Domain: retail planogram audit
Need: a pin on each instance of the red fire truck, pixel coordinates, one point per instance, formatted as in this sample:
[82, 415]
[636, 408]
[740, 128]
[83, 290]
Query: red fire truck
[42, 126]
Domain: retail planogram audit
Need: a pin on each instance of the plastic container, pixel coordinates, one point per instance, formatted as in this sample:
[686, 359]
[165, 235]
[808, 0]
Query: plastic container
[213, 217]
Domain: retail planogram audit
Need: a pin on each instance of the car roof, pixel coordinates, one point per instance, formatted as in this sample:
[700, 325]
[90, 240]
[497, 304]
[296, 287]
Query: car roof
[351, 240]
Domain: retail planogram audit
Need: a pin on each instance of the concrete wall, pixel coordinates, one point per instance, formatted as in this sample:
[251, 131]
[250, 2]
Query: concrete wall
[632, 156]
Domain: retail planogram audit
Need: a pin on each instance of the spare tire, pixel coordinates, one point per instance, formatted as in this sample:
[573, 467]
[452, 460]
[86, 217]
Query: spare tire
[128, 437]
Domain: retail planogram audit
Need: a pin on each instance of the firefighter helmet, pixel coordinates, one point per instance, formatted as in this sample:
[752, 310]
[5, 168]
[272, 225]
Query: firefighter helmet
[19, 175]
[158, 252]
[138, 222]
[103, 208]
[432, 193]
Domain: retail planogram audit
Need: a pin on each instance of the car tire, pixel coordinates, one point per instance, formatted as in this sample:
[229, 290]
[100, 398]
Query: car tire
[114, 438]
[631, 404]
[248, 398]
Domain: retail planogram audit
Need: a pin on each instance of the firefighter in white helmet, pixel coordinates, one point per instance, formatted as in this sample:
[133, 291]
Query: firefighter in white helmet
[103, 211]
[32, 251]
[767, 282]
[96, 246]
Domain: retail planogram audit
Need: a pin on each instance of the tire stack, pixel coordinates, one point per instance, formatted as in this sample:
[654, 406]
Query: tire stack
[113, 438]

----

## Exercise task
Transcribe all entries exactly as they are given.

## Written answer
Domain: retail planogram audit
Need: a pin on each instance of the red fire truck, pixel coordinates, one point per instance, formatted as in this sample:
[82, 415]
[636, 408]
[740, 128]
[83, 290]
Query: red fire truck
[42, 126]
Domain: retail planogram audit
Need: a pin on each instance of the plastic container, pixel coordinates, one point per instance, formatted as in this sample:
[686, 359]
[165, 235]
[808, 0]
Query: plastic container
[213, 217]
Domain: retail planogram audit
Need: a pin on each instance of the car roof, pixel coordinates, one point per instance, formatted as in this sample:
[700, 325]
[90, 240]
[497, 304]
[296, 287]
Query: car roof
[351, 240]
Domain: retail planogram audit
Need: a pin on each instance of the concrete wall, pixel coordinates, one point per instance, formatted as in this sample:
[251, 131]
[250, 2]
Query: concrete wall
[632, 156]
Domain: retail planogram audit
Need: a pin on each instance of the spare tire, pixel coordinates, one point per instance, formatted as in this sample:
[573, 467]
[452, 460]
[86, 217]
Query: spare tire
[128, 437]
Domain: retail planogram audit
Need: a pin on each instance of the firefighter helmet, pixel coordinates, one point per instance, formatted as in this sample:
[752, 310]
[5, 168]
[272, 225]
Query: firefighter helmet
[19, 175]
[158, 252]
[138, 222]
[103, 208]
[432, 193]
Domain: retail planogram audit
Need: a pin on each instance of the car tire, pixel coordinates, one point per instance, formatted as in this sample:
[229, 290]
[100, 398]
Query: car tire
[114, 438]
[631, 404]
[248, 398]
Domain: retail planogram audit
Need: a pin on each instance of the firefighter in white helmet, pixel coordinates, one point per instance, formatted as in this sample:
[133, 291]
Query: firefighter in white helmet
[103, 211]
[32, 251]
[767, 282]
[96, 246]
Domain: retail planogram audit
Need: a pin on each instance of the tire stack, pixel coordinates, one point per instance, formatted as in this sample:
[654, 406]
Query: tire stack
[113, 438]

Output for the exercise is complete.